=== STORED DATA ===
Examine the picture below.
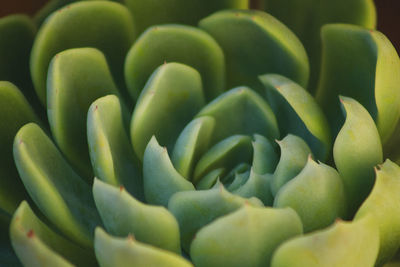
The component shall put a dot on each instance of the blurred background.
(388, 14)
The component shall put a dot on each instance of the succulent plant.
(199, 133)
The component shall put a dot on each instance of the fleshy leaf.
(175, 43)
(104, 25)
(306, 17)
(265, 158)
(256, 43)
(112, 252)
(241, 111)
(225, 154)
(15, 111)
(382, 204)
(152, 225)
(195, 209)
(356, 151)
(294, 155)
(257, 185)
(353, 244)
(170, 99)
(191, 144)
(316, 194)
(151, 12)
(260, 231)
(37, 245)
(61, 195)
(298, 113)
(364, 65)
(76, 78)
(111, 153)
(161, 180)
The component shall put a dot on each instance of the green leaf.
(353, 244)
(112, 251)
(111, 153)
(240, 111)
(356, 151)
(298, 113)
(195, 209)
(260, 231)
(152, 225)
(171, 98)
(225, 154)
(191, 144)
(104, 25)
(175, 43)
(294, 155)
(306, 17)
(382, 205)
(76, 78)
(151, 12)
(62, 196)
(160, 178)
(15, 111)
(316, 194)
(364, 65)
(37, 245)
(256, 43)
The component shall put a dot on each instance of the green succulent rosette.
(198, 133)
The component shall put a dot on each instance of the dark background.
(388, 14)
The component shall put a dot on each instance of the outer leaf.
(343, 244)
(161, 180)
(152, 225)
(15, 111)
(364, 65)
(195, 209)
(62, 196)
(175, 43)
(171, 98)
(383, 205)
(191, 144)
(260, 231)
(37, 245)
(294, 155)
(306, 17)
(111, 152)
(316, 194)
(240, 111)
(298, 113)
(256, 43)
(111, 252)
(225, 154)
(104, 25)
(356, 151)
(151, 12)
(76, 78)
(17, 33)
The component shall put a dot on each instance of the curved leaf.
(152, 225)
(76, 78)
(111, 153)
(104, 25)
(195, 209)
(171, 98)
(240, 111)
(256, 43)
(62, 196)
(175, 43)
(356, 151)
(260, 231)
(298, 113)
(160, 178)
(112, 251)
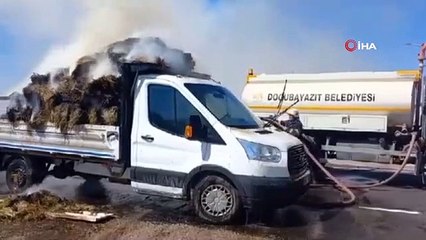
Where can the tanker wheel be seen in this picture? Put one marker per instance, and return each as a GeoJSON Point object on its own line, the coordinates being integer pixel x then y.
{"type": "Point", "coordinates": [19, 175]}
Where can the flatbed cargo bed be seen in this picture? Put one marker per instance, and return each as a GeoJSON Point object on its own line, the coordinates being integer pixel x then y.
{"type": "Point", "coordinates": [84, 141]}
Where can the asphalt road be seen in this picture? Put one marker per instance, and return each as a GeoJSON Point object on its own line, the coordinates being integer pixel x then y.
{"type": "Point", "coordinates": [316, 216]}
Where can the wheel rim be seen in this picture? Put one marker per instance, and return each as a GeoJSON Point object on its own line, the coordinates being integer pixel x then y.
{"type": "Point", "coordinates": [217, 200]}
{"type": "Point", "coordinates": [17, 179]}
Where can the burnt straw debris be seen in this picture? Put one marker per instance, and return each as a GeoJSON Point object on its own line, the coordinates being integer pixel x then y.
{"type": "Point", "coordinates": [90, 93]}
{"type": "Point", "coordinates": [39, 205]}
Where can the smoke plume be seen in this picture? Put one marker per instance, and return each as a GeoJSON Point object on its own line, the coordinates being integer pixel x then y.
{"type": "Point", "coordinates": [225, 40]}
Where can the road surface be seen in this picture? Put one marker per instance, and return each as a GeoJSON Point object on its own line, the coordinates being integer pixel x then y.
{"type": "Point", "coordinates": [397, 211]}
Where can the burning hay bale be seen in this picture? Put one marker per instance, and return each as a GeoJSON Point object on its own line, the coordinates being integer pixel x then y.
{"type": "Point", "coordinates": [67, 99]}
{"type": "Point", "coordinates": [36, 206]}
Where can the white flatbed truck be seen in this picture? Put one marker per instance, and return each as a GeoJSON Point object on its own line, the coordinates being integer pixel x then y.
{"type": "Point", "coordinates": [180, 136]}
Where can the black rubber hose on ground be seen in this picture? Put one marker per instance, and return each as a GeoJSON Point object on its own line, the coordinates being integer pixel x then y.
{"type": "Point", "coordinates": [346, 189]}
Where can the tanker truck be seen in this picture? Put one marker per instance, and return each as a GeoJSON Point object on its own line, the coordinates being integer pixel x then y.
{"type": "Point", "coordinates": [182, 136]}
{"type": "Point", "coordinates": [352, 115]}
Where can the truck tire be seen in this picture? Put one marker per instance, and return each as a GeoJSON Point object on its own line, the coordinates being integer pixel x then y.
{"type": "Point", "coordinates": [223, 198]}
{"type": "Point", "coordinates": [19, 175]}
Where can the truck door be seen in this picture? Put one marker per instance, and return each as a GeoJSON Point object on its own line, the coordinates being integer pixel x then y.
{"type": "Point", "coordinates": [163, 155]}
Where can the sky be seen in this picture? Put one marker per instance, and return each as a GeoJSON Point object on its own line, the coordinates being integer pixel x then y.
{"type": "Point", "coordinates": [298, 35]}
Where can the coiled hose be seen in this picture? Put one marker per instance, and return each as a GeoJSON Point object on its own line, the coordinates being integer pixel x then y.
{"type": "Point", "coordinates": [352, 197]}
{"type": "Point", "coordinates": [344, 188]}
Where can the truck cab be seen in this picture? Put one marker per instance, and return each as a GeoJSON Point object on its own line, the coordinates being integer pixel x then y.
{"type": "Point", "coordinates": [182, 136]}
{"type": "Point", "coordinates": [193, 139]}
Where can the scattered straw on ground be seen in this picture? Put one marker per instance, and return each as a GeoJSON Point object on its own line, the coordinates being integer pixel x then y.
{"type": "Point", "coordinates": [35, 206]}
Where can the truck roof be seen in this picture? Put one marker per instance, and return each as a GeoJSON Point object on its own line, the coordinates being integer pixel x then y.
{"type": "Point", "coordinates": [183, 79]}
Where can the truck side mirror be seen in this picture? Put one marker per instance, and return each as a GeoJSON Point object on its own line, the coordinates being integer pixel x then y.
{"type": "Point", "coordinates": [188, 132]}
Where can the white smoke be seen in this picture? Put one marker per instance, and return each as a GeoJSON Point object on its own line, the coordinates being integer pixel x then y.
{"type": "Point", "coordinates": [104, 67]}
{"type": "Point", "coordinates": [225, 42]}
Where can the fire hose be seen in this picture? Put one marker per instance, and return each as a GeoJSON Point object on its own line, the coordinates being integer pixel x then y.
{"type": "Point", "coordinates": [352, 197]}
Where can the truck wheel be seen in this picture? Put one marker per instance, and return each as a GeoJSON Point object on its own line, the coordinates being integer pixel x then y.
{"type": "Point", "coordinates": [216, 200]}
{"type": "Point", "coordinates": [19, 175]}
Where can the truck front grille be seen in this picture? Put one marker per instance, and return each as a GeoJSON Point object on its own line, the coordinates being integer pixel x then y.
{"type": "Point", "coordinates": [297, 161]}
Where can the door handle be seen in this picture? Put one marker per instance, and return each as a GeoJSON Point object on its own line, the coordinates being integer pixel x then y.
{"type": "Point", "coordinates": [147, 138]}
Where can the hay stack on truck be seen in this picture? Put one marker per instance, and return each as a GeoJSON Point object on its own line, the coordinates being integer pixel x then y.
===
#### [ASSIGNMENT]
All lines of the listing must be given again exactly, excluding the pictures.

#### [PROBLEM SOLUTION]
Examine the picture below.
The component shall put a dot on each instance of the blurred background.
(388, 14)
The component shall put a dot on each instance of the succulent plant.
(199, 133)
The component shall put a dot on each instance of the fleshy leaf.
(175, 43)
(104, 25)
(306, 17)
(265, 158)
(256, 43)
(112, 252)
(241, 111)
(225, 154)
(15, 111)
(382, 204)
(152, 225)
(195, 209)
(356, 151)
(294, 155)
(257, 185)
(353, 244)
(170, 99)
(191, 144)
(316, 194)
(151, 12)
(260, 231)
(37, 245)
(61, 195)
(298, 113)
(364, 65)
(76, 78)
(111, 153)
(161, 180)
The component shall put a dot on each instance of the green leaf.
(353, 244)
(112, 251)
(111, 153)
(240, 111)
(356, 151)
(298, 113)
(195, 209)
(260, 231)
(152, 225)
(171, 98)
(225, 154)
(191, 144)
(104, 25)
(175, 43)
(294, 155)
(306, 17)
(382, 205)
(76, 78)
(151, 12)
(62, 196)
(160, 178)
(15, 111)
(316, 194)
(364, 65)
(37, 245)
(256, 43)
The component shall put a dot on each instance of the green succulent rosette.
(198, 133)
The component shall put a dot on each instance of the dark background.
(388, 14)
The component shall put a dot on each instance of the outer leaf.
(343, 244)
(161, 180)
(152, 225)
(15, 111)
(364, 65)
(195, 209)
(62, 196)
(175, 43)
(171, 98)
(383, 205)
(191, 144)
(260, 231)
(37, 245)
(294, 155)
(306, 17)
(111, 152)
(316, 194)
(240, 111)
(298, 113)
(256, 43)
(111, 252)
(225, 154)
(104, 25)
(356, 151)
(151, 12)
(76, 78)
(17, 33)
The component shall put a dot on each instance of the curved leaf.
(152, 225)
(76, 78)
(111, 153)
(104, 25)
(195, 209)
(171, 98)
(240, 111)
(256, 43)
(62, 196)
(175, 43)
(356, 151)
(260, 231)
(298, 113)
(160, 178)
(112, 251)
Where can the tanker wheel be seen in this picture? Put one marker per instance, and return each as a GeoJSON Point object on its own line, the coordinates being integer pixel x then y.
{"type": "Point", "coordinates": [19, 175]}
Where can the flatbed cargo bed be seen in this picture? Put one marker per instance, and return each as a GeoJSON Point object on its own line, the coordinates being integer pixel x then y.
{"type": "Point", "coordinates": [84, 141]}
Where can the asphalt road be seen in this picture? Put one marker per instance, and return each as a GeoJSON Point object on its own line, the coordinates being integer pixel x then y.
{"type": "Point", "coordinates": [316, 216]}
Where can the wheel rim be seen in this picture? Put one marker per instance, and return each as a GeoJSON Point object on its own line, the coordinates being integer pixel x then y.
{"type": "Point", "coordinates": [217, 200]}
{"type": "Point", "coordinates": [17, 179]}
Where can the burnt straw debris be seen in this picture? Put one marker per instance, and return each as a GeoJSON Point object on its own line, the coordinates being integer pixel x then y.
{"type": "Point", "coordinates": [90, 93]}
{"type": "Point", "coordinates": [39, 205]}
Where can the smoke plume be seen in this picture? Put one marker per instance, and return each as a GeoJSON Point object on its own line, the coordinates being integer pixel x then y.
{"type": "Point", "coordinates": [225, 40]}
Where can the road surface be seen in this picture? Put one marker per instance, and return each as a GeoJSON Point object on its own line, the coordinates being integer pixel x then y.
{"type": "Point", "coordinates": [397, 211]}
Where can the burning hay bale be seen in this picture? Put one marker per instance, and return each as a GeoJSON Point object on its own line, the coordinates being integer pixel x then y.
{"type": "Point", "coordinates": [67, 99]}
{"type": "Point", "coordinates": [36, 206]}
Where can the white flatbed truck be seen in this picture? Put one marker per instance, and return each as a GeoJSON Point object on its own line, the coordinates being integer pixel x then y.
{"type": "Point", "coordinates": [180, 136]}
Where can the black rubber hose on ground be seen in this picture? Put one marker per instance, and return each as a GeoJSON Point object on its own line, the coordinates being integer pixel x then y.
{"type": "Point", "coordinates": [346, 189]}
Where can the tanker truck be seen in this picture? Put one marker per instance, and return each as a GeoJSON Point object on its own line, the coordinates being integer pixel x then y.
{"type": "Point", "coordinates": [182, 136]}
{"type": "Point", "coordinates": [352, 115]}
Where can the truck tire be seen in this picture? Put one marker per instance, and return each as a GeoJSON Point object on its own line, the coordinates being integer pixel x then y.
{"type": "Point", "coordinates": [223, 198]}
{"type": "Point", "coordinates": [19, 175]}
Where can the truck door be seen in this picture? Put one marker per instance, and return each as a GeoJSON Point object on its own line, the coordinates being integer pixel x then y.
{"type": "Point", "coordinates": [163, 155]}
Where can the sky be seen in this picture? Put one marker per instance, and return each as a GeoJSON Point object on its own line, the coordinates being integer pixel x then y.
{"type": "Point", "coordinates": [298, 35]}
Where can the coiled hose be seen in this picture? Put one marker per instance, and return each as a GeoJSON Point object on its own line, the coordinates being integer pixel x then y.
{"type": "Point", "coordinates": [352, 197]}
{"type": "Point", "coordinates": [344, 188]}
Where can the truck cab be seen in this picture? Put one marker per instance, and return each as a GeoJSON Point object on its own line, the coordinates being integer pixel x then y.
{"type": "Point", "coordinates": [182, 136]}
{"type": "Point", "coordinates": [193, 139]}
Where can the scattered straw on ground be seen in this picture? Put one marker per instance, and return each as a GeoJSON Point object on its own line, the coordinates being integer pixel x then y.
{"type": "Point", "coordinates": [35, 206]}
Where can the truck roof be seen in this picture? Put one marker per instance, and return each as a GeoJSON Point object on its own line, the coordinates being integer pixel x then y.
{"type": "Point", "coordinates": [183, 79]}
Where can the truck side mirror be seen in this picture? Put one marker per instance, and return each as a GeoJSON Point object on its own line, the coordinates being integer pixel x then y.
{"type": "Point", "coordinates": [188, 132]}
Where can the white smoke be seen in this picture? Put one marker per instance, and return each as a GeoJSON Point object on its own line, the coordinates being integer pixel x then y.
{"type": "Point", "coordinates": [104, 67]}
{"type": "Point", "coordinates": [225, 42]}
Where can the fire hose be seen in this picture? Put one marker per instance, and return each as a GeoJSON Point object on its own line, the coordinates being integer pixel x then y.
{"type": "Point", "coordinates": [352, 197]}
Where can the truck wheel be seen in this picture? Put one marker per instance, and return each as a GeoJSON Point object on its own line, the coordinates being integer pixel x then y.
{"type": "Point", "coordinates": [216, 200]}
{"type": "Point", "coordinates": [19, 175]}
Where can the truck front grille be seen in this picture? Put one marker per instance, and return each as a GeoJSON Point object on its own line, the coordinates being integer pixel x then y.
{"type": "Point", "coordinates": [297, 161]}
Where can the door handle be seen in this picture? Put one marker per instance, and return each as a GeoJSON Point object on its own line, the coordinates being integer pixel x then y.
{"type": "Point", "coordinates": [147, 138]}
Where can the hay stack on truck be seen in this picture? Put one marker per instance, and return each as a GeoJSON Point object on its own line, the coordinates being integer pixel x then y.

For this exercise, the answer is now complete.